EXERCISE REQUIREMENTS:
Extract from the material every line that contains the string "query", treating uppercase and lowercase letters as different.

___

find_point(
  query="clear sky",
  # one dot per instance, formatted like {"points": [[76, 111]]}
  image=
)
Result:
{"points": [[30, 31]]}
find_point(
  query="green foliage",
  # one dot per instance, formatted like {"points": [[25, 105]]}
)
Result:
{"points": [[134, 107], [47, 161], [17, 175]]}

___

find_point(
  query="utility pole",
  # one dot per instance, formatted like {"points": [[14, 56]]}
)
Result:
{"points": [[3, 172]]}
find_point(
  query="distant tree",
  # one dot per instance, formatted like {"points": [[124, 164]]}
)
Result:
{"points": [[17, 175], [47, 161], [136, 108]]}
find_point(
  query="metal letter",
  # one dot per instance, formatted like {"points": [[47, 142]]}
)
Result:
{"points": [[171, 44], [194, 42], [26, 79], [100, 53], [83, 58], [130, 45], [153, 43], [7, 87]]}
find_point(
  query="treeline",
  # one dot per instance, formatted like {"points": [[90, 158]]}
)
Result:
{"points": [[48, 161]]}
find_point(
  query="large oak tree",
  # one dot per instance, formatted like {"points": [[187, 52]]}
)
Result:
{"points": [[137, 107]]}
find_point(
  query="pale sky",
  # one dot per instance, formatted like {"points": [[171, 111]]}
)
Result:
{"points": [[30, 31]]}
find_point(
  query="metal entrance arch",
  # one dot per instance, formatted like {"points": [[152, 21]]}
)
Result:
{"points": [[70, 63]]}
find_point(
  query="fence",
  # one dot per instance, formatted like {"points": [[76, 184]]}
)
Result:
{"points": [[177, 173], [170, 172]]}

___

RESULT OF THIS TASK:
  query="clear sky",
  query="green foliage",
  query="utility pole",
  query="distant tree",
  query="metal letter",
  query="treeline",
  query="large oak tree",
  query="pale sky",
  query="metal entrance arch",
  query="fence",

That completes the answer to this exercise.